Nickelodeon Productions
- Logo used since March 4, 2023
- Formerly: Games Productions (1987–98)
- Type: In-name-only unit of Paramount Television Studios
- Industry: Television production
- Genre: Children's television
- Founded: 1987; 39 years ago
- Founder: Nickelodeon
- Fate: Currently exists as an in-name-only unit of Paramount Television Studios
- Headquarters: One Astor Plaza, New York City, U.S.
- Area served: International
- Products: Television series Television films
- Parent: Paramount Skydance
- Website: nick.com

= Nickelodeon Productions =

American television production company

Nickelodeon Productions (formerly Games Productions) is the in-house American television production arm of Nickelodeon and is currently an in-name-only unit, responsible for developing and producing original programming for the network. Established in 1987, it became a central force in children's entertainment throughout the 1990s and 2000s, producing live-action and animated series that defined Nickelodeon's brand identity.

Today, Nickelodeon Productions continues to operate as an in-name-only subsidiary of Paramount Television Studios.

==History==
Nickelodeon Productions was founded as Games Productions in 1987 as Nickelodeon expanded beyond cable programming into original content, after MTV Networks was purchased by Viacom. By 1991, the company was experimenting with music video programming and contests to engage young audiences.

*GOAL OF THE EXERCISE:* Can you reproduce the Nickelodeon Productions article, beginning at the words "- Area served: International" and stopping after "Paramount Television Studios.", but substituting "Paramount Global" for "Paramount Skydance"? Answer from the Nickelodeon Productions article alone.

*DATA EXCERPTS:*
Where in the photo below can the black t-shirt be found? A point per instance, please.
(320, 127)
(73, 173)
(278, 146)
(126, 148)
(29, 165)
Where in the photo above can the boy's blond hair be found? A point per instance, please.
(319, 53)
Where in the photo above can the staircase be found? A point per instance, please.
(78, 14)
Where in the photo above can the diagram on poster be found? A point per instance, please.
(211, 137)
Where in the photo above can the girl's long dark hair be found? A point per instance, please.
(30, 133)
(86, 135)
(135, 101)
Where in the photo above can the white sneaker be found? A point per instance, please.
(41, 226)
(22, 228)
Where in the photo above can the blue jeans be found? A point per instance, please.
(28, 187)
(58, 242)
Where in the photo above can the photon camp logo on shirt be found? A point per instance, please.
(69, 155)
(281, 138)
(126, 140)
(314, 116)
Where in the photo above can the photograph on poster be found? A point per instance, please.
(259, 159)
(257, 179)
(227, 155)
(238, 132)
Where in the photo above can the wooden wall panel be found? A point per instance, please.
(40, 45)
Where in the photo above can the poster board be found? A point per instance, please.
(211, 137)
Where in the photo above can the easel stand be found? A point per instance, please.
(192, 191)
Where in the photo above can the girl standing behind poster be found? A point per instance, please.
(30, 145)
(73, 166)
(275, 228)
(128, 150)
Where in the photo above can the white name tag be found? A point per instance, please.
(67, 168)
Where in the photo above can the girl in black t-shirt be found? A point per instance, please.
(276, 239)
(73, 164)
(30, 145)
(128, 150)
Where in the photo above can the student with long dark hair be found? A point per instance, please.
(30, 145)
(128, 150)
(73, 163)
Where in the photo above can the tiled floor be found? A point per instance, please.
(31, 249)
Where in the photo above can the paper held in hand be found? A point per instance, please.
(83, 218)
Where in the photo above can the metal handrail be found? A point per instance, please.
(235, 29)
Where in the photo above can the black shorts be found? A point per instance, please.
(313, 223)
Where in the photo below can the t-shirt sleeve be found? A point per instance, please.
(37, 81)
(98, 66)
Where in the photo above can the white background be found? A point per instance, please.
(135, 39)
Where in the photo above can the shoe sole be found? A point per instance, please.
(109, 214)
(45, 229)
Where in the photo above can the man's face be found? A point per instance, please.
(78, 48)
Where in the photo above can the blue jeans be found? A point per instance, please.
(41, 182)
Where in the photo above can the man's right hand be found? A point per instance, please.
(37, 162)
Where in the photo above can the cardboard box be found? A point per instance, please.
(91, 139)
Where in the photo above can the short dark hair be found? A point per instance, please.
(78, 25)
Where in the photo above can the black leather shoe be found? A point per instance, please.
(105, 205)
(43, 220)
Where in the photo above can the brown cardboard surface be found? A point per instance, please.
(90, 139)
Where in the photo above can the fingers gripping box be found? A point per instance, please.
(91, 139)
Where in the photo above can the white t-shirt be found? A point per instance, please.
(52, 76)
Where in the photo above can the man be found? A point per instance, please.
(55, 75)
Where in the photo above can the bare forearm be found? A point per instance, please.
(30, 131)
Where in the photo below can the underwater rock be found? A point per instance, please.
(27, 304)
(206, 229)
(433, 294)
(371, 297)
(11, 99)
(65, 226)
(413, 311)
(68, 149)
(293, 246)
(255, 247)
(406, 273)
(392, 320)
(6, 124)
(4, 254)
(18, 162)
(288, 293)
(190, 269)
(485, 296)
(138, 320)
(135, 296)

*SOLVED PROBLEM:*
- Area served: International
- Products: Television series Television films
- Parent: Paramount Global
- Website: nick.com

= Nickelodeon Productions =

American television production company

Nickelodeon Productions (formerly Games Productions) is the in-house American television production arm of Nickelodeon and is currently an in-name-only unit, responsible for developing and producing original programming for the network. Established in 1987, it became a central force in children's entertainment throughout the 1990s and 2000s, producing live-action and animated series that defined Nickelodeon's brand identity.

Today, Nickelodeon Productions continues to operate as an in-name-only subsidiary of Paramount Television Studios.